- [WHAT IS BEING ASKED]:
Find every line in the entries below that contains the string "flooring", and copy each of those lines in full.
-- START DATASET CONTENT --
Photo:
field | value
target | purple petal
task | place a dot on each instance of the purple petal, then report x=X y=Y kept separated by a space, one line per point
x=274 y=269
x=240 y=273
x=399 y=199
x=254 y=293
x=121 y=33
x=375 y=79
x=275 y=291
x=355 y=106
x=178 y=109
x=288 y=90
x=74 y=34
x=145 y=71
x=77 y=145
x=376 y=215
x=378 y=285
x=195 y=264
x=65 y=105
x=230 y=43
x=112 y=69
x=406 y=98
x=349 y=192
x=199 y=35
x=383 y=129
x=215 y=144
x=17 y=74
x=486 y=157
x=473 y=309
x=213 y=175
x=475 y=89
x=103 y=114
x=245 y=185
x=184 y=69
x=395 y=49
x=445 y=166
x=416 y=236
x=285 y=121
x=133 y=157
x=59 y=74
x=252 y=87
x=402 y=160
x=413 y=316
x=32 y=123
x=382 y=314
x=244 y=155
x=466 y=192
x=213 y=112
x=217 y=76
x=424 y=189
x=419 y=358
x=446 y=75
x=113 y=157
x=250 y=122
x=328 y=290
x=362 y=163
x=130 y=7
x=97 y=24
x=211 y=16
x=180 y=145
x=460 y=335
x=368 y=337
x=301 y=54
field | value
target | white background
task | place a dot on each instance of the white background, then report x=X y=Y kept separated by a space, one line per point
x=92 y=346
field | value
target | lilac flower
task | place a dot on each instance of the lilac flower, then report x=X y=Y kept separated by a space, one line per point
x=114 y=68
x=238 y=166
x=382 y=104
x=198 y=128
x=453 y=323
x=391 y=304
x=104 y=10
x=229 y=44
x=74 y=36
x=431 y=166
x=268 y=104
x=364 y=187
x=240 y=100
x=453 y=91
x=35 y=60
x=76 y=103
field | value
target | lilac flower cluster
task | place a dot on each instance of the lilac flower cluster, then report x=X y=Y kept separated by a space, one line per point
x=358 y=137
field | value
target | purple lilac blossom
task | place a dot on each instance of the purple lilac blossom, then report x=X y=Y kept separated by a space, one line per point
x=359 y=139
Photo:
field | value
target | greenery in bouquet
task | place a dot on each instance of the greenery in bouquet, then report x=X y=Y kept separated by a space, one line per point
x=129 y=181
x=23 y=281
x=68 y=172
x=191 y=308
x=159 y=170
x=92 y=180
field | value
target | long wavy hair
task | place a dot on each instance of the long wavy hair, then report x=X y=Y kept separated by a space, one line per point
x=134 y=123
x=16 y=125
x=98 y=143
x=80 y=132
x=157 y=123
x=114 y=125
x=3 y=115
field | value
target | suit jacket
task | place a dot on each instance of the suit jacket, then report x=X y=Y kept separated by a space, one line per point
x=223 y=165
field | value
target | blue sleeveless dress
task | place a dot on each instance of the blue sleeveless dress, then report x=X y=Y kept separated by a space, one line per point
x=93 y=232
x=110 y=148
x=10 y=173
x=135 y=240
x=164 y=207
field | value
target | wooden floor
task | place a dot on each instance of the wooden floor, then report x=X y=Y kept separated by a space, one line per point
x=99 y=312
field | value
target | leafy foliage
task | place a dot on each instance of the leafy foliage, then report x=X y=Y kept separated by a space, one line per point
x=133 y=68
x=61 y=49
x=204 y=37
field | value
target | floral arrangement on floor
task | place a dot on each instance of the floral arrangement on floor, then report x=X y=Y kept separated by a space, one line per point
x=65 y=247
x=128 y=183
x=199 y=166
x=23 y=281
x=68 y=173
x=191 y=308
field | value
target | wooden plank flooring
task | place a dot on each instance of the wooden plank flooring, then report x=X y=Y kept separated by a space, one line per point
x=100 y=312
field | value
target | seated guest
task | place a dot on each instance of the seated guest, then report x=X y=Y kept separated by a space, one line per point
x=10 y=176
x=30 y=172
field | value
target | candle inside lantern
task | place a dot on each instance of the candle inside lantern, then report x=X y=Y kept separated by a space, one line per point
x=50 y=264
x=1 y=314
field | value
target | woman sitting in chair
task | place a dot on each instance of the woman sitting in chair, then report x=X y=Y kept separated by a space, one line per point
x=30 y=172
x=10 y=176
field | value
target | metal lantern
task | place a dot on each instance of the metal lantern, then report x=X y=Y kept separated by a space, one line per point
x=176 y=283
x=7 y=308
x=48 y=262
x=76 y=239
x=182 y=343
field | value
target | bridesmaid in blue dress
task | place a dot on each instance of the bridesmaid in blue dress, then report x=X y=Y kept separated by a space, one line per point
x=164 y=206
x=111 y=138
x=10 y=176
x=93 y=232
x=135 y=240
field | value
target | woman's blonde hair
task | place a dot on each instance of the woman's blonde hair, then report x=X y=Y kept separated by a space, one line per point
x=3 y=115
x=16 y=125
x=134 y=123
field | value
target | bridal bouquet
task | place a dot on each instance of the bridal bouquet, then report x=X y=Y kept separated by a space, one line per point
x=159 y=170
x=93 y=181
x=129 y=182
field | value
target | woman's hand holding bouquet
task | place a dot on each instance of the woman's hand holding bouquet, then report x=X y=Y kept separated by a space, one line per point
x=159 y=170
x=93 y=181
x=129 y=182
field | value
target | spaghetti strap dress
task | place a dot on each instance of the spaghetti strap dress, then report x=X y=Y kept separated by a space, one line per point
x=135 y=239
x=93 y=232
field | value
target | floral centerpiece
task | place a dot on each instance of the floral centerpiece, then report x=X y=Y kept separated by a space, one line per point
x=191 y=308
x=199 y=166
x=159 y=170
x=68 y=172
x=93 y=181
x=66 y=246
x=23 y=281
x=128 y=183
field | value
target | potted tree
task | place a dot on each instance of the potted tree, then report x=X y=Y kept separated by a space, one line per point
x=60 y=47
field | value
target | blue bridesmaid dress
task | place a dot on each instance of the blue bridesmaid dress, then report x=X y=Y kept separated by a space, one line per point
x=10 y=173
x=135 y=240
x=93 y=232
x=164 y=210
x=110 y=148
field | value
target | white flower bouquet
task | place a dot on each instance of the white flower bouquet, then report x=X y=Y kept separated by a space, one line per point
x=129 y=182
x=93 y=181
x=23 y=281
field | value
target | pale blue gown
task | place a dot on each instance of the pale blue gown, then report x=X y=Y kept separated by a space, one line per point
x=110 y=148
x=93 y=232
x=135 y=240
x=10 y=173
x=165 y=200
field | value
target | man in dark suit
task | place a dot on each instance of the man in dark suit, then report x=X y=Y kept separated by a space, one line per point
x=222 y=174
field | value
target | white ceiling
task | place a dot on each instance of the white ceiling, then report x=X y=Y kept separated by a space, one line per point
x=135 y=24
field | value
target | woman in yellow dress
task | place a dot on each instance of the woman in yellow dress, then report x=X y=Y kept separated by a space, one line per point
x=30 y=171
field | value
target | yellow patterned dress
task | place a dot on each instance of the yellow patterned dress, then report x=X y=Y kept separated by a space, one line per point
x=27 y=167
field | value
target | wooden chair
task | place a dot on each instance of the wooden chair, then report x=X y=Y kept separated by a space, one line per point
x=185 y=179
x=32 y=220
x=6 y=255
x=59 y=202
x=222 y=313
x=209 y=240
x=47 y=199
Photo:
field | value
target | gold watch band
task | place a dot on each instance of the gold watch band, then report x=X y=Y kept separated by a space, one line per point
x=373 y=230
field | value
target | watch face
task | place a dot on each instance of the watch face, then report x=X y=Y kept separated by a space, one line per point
-- END DATASET CONTENT --
- [THE OUTPUT]:
target | wooden plank flooring
task | place a dot on each instance of the wooden plank flooring, then report x=X y=Y kept separated by a space, one line per point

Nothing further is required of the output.